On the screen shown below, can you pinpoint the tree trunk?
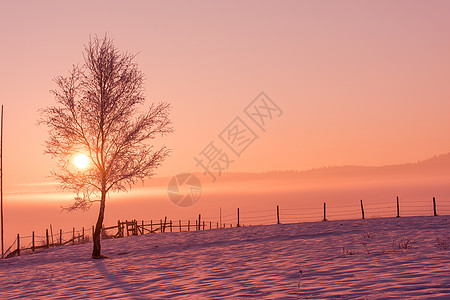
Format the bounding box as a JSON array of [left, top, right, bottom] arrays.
[[92, 190, 106, 258]]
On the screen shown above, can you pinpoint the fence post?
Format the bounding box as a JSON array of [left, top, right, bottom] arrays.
[[277, 205, 280, 224], [31, 231, 35, 252], [397, 196, 400, 218], [433, 197, 437, 217], [360, 200, 364, 220], [237, 207, 241, 227], [17, 234, 20, 256]]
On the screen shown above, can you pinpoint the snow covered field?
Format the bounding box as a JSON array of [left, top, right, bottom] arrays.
[[0, 216, 450, 299]]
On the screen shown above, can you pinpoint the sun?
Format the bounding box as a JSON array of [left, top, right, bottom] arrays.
[[73, 153, 89, 170]]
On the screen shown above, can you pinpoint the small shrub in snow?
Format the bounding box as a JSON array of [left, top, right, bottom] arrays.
[[435, 235, 450, 250]]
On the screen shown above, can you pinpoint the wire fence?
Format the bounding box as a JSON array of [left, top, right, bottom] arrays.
[[2, 197, 450, 258]]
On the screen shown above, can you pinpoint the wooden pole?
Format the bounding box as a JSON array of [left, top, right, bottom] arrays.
[[50, 224, 54, 245], [397, 196, 400, 218], [433, 197, 437, 217], [17, 234, 20, 256], [360, 200, 364, 220], [0, 105, 4, 259], [31, 231, 35, 252], [277, 205, 280, 224], [237, 207, 241, 227]]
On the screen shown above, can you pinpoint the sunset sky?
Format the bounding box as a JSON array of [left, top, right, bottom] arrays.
[[0, 1, 450, 244]]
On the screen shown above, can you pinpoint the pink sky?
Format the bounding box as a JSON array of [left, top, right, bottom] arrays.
[[0, 1, 450, 244]]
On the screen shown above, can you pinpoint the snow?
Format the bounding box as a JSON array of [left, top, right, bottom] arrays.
[[0, 216, 450, 299]]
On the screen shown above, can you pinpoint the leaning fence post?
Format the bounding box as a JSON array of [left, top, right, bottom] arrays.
[[397, 196, 400, 218], [277, 205, 280, 224], [433, 197, 437, 217], [31, 231, 35, 252], [17, 234, 20, 256], [360, 200, 364, 220]]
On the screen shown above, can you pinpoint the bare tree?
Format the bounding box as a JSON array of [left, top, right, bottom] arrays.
[[40, 36, 172, 258]]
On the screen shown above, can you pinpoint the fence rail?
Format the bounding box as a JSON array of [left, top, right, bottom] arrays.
[[2, 197, 450, 258]]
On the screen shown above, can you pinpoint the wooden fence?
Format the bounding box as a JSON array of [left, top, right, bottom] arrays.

- - - - -

* _Written request_:
Return the entries word for word, from the start of the entries through the line that contains "234, 20, 256]]", with both of those lines included. Leave the pictures out of your answer.

* _The result_:
On the screen shown below, can you pinpoint the tree trunk?
Format the bounding box as a JSON array of [left, top, right, bottom] arrays.
[[92, 190, 106, 258]]
On the screen shown above, can you pinpoint the fence post?
Format the bounding box as a JSON array of [left, top, right, bottom] arrays.
[[277, 205, 280, 224], [31, 231, 35, 252], [397, 196, 400, 218], [433, 197, 437, 217], [360, 200, 364, 220], [237, 207, 241, 227], [17, 234, 20, 256]]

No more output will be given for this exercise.